§ ASSIGNED TASK A
In the grief article, condense the paragraph that begins "One of the most potent truths" into a single shorter sentence that keeps its main points.
§ ASSIGNED TASK B
From the grief article, extract the passage that begins at the words "One of the most" and stops after the words "just let go?", copying it word for word.
PAGE EXTRACT START
Grief: A Universal Experience
Grief is a universal experience, as loss is an inevitable part of life. Grief knows no bounds or limitations, and it manifests in a myriad of ways, sometimes catching us off guard in the most unexpected places and at the most unexpected times – like the workplace or social settings.
One of the most potent truths when it comes to grief is that the journey through grief is unique for everyone. Whether it’s a wave that crashes into you and knocks you right over or a gentle nudge that won’t go away, learning how to cope with grief and its symptoms can help you cultivate the resilience to continue forward in the face of loss.
Here are a few things you can do to help you manage your grief as it arises:
1. When you feel emotions of grief coming on while they’re at work or in social settings, take care of yourself in the moment.
Emotions of grief can surface at any time, especially in the early years following a loss. They can be intense and difficult to contain or manage. For the healing process, it’s important to feel them, but what if they come up at a time when it doesn’t feel appropriate to just let go?
PAGE EXTRACT END
SUPPLIED RECORDS START
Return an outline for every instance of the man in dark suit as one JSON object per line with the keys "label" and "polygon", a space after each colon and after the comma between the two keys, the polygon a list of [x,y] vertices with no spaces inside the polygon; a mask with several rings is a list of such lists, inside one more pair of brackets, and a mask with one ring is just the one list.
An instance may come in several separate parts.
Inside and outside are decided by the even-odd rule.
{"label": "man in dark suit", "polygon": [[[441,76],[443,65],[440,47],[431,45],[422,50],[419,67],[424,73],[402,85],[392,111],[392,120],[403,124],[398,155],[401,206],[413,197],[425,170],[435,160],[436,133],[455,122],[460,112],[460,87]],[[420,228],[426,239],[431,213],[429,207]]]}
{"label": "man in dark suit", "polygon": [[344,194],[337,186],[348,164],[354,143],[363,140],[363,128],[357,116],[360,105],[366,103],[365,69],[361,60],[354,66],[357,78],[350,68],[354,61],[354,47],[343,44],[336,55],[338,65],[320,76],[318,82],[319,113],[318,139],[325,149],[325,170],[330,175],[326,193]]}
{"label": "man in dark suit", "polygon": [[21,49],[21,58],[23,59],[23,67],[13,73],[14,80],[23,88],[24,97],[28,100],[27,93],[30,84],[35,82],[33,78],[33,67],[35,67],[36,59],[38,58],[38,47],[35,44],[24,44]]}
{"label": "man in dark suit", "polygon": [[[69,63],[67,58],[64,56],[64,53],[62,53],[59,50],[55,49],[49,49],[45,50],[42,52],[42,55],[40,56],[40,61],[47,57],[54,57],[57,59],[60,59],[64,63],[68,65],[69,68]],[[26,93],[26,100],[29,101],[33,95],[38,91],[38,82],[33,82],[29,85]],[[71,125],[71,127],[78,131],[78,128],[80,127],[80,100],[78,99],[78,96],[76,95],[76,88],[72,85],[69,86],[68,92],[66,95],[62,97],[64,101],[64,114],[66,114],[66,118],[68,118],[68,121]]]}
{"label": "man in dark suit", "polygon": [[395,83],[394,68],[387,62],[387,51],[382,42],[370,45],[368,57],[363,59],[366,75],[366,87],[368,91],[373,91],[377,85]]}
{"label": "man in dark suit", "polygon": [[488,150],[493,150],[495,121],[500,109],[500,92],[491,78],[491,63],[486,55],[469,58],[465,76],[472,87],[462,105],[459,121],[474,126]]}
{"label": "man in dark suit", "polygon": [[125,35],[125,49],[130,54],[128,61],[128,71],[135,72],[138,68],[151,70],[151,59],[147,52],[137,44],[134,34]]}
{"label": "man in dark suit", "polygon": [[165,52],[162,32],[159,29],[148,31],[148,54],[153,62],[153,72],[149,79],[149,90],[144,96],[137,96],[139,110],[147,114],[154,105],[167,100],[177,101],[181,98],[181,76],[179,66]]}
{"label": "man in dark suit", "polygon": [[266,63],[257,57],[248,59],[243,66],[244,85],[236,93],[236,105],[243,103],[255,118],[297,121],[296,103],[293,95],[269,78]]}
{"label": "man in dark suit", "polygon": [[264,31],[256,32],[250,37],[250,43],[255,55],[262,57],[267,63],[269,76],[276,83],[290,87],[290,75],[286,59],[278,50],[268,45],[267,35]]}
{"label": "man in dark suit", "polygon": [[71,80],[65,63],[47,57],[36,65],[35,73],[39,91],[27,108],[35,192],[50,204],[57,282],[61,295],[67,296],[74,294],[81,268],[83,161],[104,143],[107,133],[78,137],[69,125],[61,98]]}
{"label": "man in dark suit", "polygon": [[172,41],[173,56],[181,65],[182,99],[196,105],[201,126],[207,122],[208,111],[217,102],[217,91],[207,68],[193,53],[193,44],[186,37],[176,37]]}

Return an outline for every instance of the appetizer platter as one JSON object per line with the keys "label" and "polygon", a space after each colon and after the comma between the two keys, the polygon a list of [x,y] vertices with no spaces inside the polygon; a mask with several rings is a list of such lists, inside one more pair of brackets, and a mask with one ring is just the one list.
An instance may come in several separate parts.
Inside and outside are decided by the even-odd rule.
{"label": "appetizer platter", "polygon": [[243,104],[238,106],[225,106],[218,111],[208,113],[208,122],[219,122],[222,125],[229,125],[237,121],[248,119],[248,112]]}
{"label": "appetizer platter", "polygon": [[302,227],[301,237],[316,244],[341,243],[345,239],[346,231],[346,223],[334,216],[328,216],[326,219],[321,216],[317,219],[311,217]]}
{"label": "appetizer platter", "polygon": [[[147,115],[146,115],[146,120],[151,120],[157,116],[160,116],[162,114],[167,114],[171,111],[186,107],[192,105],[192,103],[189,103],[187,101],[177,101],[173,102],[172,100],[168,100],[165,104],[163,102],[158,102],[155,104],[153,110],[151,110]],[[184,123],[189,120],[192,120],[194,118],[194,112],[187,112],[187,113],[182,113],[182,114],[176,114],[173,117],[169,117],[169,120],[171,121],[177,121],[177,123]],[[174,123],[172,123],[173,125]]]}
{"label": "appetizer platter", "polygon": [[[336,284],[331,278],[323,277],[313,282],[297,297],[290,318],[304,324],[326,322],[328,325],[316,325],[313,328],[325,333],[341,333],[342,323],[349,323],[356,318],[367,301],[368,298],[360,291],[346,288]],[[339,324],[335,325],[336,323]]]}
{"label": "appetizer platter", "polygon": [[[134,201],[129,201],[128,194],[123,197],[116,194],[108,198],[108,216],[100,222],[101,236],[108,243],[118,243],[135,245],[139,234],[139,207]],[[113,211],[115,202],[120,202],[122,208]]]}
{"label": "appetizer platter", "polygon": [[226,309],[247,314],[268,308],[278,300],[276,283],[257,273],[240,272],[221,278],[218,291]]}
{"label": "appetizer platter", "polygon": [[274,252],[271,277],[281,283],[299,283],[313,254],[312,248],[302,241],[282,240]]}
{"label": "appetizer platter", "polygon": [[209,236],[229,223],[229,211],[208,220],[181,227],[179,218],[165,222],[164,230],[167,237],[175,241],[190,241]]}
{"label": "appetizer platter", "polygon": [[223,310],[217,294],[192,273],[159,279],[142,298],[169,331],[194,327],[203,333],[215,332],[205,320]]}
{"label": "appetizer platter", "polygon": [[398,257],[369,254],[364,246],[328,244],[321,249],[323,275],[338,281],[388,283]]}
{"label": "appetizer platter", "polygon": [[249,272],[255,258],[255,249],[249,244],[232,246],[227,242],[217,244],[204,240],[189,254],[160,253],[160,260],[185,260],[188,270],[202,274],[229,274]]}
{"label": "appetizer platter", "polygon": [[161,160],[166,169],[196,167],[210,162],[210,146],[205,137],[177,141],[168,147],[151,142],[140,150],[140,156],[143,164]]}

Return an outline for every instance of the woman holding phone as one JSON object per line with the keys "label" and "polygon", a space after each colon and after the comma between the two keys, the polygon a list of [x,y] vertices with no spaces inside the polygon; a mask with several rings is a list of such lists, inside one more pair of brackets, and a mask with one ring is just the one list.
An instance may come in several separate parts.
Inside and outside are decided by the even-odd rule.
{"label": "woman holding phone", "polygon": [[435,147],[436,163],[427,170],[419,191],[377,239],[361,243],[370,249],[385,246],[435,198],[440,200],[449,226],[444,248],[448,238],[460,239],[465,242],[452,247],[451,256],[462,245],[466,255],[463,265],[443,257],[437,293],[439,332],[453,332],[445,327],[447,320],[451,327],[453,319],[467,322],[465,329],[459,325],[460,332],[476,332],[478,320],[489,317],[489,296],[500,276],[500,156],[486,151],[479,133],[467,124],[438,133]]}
SUPPLIED RECORDS END
§ EXERCISE RESPONSE A
Grief is a unique journey for everyone, whether it hits like a crashing wave or lingers as a gentle nudge, and learning to cope with it and its symptoms builds the resilience to move forward after loss.

§ EXERCISE RESPONSE B
One of the most potent truths when it comes to grief is that the journey through grief is unique for everyone. Whether it’s a wave that crashes into you and knocks you right over or a gentle nudge that won’t go away, learning how to cope with grief and its symptoms can help you cultivate the resilience to continue forward in the face of loss.
Here are a few things you can do to help you manage your grief as it arises:
1. When you feel emotions of grief coming on while they’re at work or in social settings, take care of yourself in the moment.
Emotions of grief can surface at any time, especially in the early years following a loss. They can be intense and difficult to contain or manage. For the healing process, it’s important to feel them, but what if they come up at a time when it doesn’t feel appropriate to just let go?